Photo-based referring expression data:
'''

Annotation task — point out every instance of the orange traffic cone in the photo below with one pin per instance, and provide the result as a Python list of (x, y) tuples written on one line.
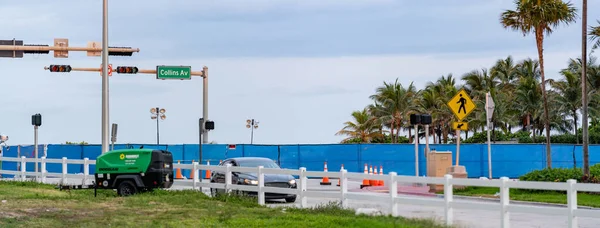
[(325, 180), (207, 176), (381, 183), (365, 181), (340, 178), (178, 172)]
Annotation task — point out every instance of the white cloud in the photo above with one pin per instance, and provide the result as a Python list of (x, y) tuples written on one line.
[(297, 100)]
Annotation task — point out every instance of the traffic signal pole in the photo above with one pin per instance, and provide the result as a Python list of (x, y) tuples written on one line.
[(105, 106)]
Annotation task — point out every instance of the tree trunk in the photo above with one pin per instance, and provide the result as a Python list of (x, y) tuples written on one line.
[(575, 123), (584, 123), (445, 132), (539, 37), (576, 138)]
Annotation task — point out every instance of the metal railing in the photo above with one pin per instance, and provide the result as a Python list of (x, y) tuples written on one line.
[(571, 212)]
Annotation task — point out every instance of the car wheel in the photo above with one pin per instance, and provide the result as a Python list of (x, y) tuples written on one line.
[(126, 188), (290, 199)]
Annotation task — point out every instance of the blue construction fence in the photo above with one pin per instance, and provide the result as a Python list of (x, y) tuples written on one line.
[(510, 160)]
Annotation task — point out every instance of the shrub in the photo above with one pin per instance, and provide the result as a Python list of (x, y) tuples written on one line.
[(563, 174), (553, 175)]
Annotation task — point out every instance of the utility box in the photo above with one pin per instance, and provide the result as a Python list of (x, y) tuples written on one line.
[(437, 164)]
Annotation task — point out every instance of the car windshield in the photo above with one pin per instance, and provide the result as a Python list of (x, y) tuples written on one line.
[(256, 163)]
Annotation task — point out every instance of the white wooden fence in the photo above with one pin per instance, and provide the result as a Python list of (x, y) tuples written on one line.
[(504, 208)]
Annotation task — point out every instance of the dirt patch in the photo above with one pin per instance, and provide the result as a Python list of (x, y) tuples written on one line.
[(10, 214), (47, 192)]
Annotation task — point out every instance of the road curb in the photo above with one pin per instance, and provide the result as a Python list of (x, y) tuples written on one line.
[(479, 198)]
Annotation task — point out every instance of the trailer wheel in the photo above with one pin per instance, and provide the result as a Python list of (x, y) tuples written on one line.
[(126, 188)]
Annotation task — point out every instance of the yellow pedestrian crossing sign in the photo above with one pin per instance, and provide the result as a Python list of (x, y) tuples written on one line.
[(461, 104), (463, 126)]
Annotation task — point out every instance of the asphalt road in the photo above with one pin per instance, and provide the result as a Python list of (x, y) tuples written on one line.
[(462, 218)]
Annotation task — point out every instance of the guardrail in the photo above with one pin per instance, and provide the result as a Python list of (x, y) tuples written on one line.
[(571, 211)]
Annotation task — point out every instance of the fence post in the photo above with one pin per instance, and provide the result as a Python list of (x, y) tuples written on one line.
[(572, 202), (86, 170), (261, 184), (23, 168), (344, 187), (448, 198), (302, 188), (63, 179), (43, 164), (504, 200), (228, 178), (393, 183), (195, 180)]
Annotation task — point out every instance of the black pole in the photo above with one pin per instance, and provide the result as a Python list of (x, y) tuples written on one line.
[(279, 155), (157, 134), (201, 120), (252, 132)]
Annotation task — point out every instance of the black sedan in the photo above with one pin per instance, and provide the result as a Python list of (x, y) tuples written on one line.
[(242, 178)]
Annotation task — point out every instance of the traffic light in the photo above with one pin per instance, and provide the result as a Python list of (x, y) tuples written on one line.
[(116, 53), (127, 70), (60, 68), (36, 120), (36, 52)]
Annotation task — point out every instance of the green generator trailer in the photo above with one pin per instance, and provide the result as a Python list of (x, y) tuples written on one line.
[(130, 171)]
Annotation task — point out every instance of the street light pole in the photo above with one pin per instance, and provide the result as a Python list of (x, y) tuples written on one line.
[(584, 102), (105, 119), (204, 104), (158, 113), (251, 123)]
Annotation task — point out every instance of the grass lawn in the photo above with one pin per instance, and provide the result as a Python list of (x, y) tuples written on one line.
[(583, 199), (27, 204)]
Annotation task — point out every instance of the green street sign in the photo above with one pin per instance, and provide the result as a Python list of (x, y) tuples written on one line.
[(174, 72)]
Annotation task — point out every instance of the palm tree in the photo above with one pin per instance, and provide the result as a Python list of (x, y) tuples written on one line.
[(595, 36), (362, 127), (540, 18), (396, 102), (569, 99)]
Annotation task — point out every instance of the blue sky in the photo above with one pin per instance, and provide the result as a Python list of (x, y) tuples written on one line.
[(299, 67)]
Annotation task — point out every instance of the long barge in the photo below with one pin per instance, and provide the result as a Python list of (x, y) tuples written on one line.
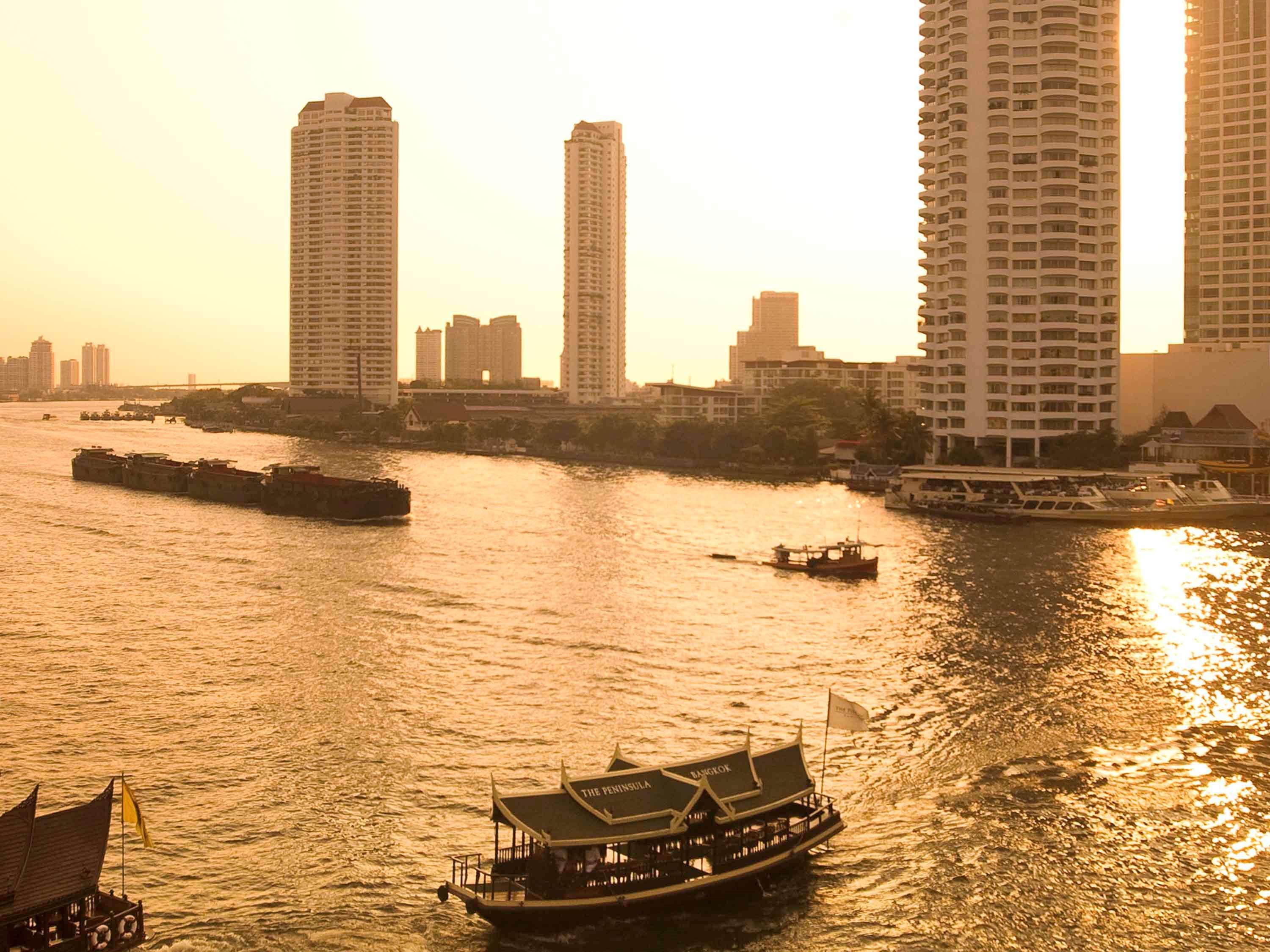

'''

An exact reproduction of all the records is required, with no pictures included.

Annotation task — point out every instance of the orange traffic cone in the photo below with one pin per instance, and provide the result as a Python list of (x, y) tuples written on one line.
[(325, 180), (207, 176), (381, 183), (365, 181), (340, 178), (178, 172)]
Annotation task — point out every instance of the white cloud in the photo above with one pin per instance, and provide the result as a Python list of (x, y) tuples written on one line.
[(297, 100)]
Annotation task — point out every instance of the traffic signal pole in the photo above with one pin per instance, and provide the result as a Python list of (x, y) tuples written on one line.
[(105, 106)]
Annotation task — point out every instance of the tree trunk in the photo above with one pin per instance, and provide the result as a Python list of (x, y) tuples written on one line.
[(575, 123), (584, 123), (445, 132), (539, 37), (576, 138)]
Annotation task — point out every instance of the metal railing in the photo above with one pin per instance, and provide the result as a Python list of (x, y) tuples written on one line.
[(571, 212)]
Annotation task — point out every instance of the car wheel in the photo above with one pin per instance, and provide the result as a Python list of (x, y) tuples written on one line.
[(126, 188), (290, 199)]
Annotation task — point out every instance of the blue construction fence in the photo above with one pin per instance, and provide the result as a Python list of (x, y) tuples written on one line.
[(510, 160)]
Annotation task — point out every instance of the shrub in the photo above with one pin per instance, and provide the result as a Python list of (x, y) tuples written on one line.
[(563, 174), (553, 175)]
Annotation task — point out every instance of the utility box in the photo above with one pin per instance, and provide the result as a Python list of (x, y) tuples written on one line.
[(437, 164)]
Annotation task — point out every instance of the car windshield in the photo above with one pin per instance, and provide the result as a Python list of (x, y) tuples written on one line.
[(256, 163)]
Annotation task — point out every instance of the white wooden fence in the photo above with one pin per instance, and provide the result as a Python list of (x, y) tuples written on one line.
[(504, 208)]
Annotation task — point out every instance of the dirt patch in the photo above with one pin per instance, and provide the result as a Python list of (x, y) tuples written on one line.
[(10, 214), (47, 192)]
Annotation task — point out every instance of the road curb in the photo above with one pin per instance, and provide the result as a Python list of (x, y) tuples written on one line.
[(479, 198)]
Annotation task — point out every instance of the trailer wheel in the photo above with one pin per instance, and provide the result as a Python list of (x, y) tuples written on one line.
[(126, 188)]
Annotation task — point out every instance of the yellow pedestrian crossing sign in the photo above with one pin per instance, and provide the result as a Python list of (x, y) tuples written on one line.
[(461, 104), (463, 126)]
Annotation task — point out every instance of the asphalt road in the photo above with one pin per instance, and provide the result as a Python list of (x, y) tuples written on one line.
[(462, 218)]
Annotation task — point out every instance of the guardrail in the photo above with one pin per instance, and provide the result as a Python list of (x, y) tuples written on one line.
[(571, 211)]
Annotation task — point out every instance of the fence post in the photo above with one pin per instance, and provide the result as a Python list of (x, y) tuples written on one line.
[(572, 202), (86, 170), (261, 184), (23, 168), (344, 187), (448, 198), (302, 188), (63, 179), (43, 164), (504, 200), (228, 178), (393, 183), (195, 180)]
Annotation task — point out every instance of the black pole in the photo above with one pin per instance, and provide the result as a Python list of (x, y) tuples written on one line.
[(279, 155), (157, 134), (201, 120), (252, 132)]
Annotation task — point out every instance of the black sedan in the photo above with one pin per instance, and provide the result as a Python list of (x, y) tuples written on one line.
[(242, 178)]
Annotation task — point out every instance of the traffic light in the photo above with one pin per instance, and provide the result as a Python list of (x, y) tuples written on one line.
[(116, 53), (127, 70), (60, 68), (36, 120), (36, 52)]
Annotation task — point out every instance of the green generator trailer in the photo above with one pin per instance, and provide the result as a Python list of (x, y) tuples written on one line.
[(130, 171)]
Annotation task — point out every instance of the street light pole in the photo above with one pin per instance, and provide the result as a Python list of (x, y) tuples written on one line.
[(584, 102), (105, 119), (204, 104), (158, 113), (251, 123)]
Annotation task — point out every instance of the grass lawn in the photo above with one pin per instance, and provide the result as a Python list of (x, y) tuples written on one line.
[(583, 199), (27, 204)]
Annotation task — point out every instance of the green street sign in the photo above with one pin per instance, and provide the result as a Python list of (x, y) tuples written on one line.
[(174, 72)]
Annotation task — point out every instance of the palm tree in the photo above with one pin per instance, and provide the result as a Python list of (x, y) tuples written on one line.
[(595, 36), (362, 127), (540, 18), (396, 102), (569, 99)]
Annotation task — point out every instance of the blue sky in the photo above with one pin per instance, and provide the result as a Python list of (x, y) tuples written on one line.
[(299, 67)]
Annotation task — point out every instance of the long barge in the photo below with one pin per instance, and provide the result as a Python list of (x, y) tuples written on one line.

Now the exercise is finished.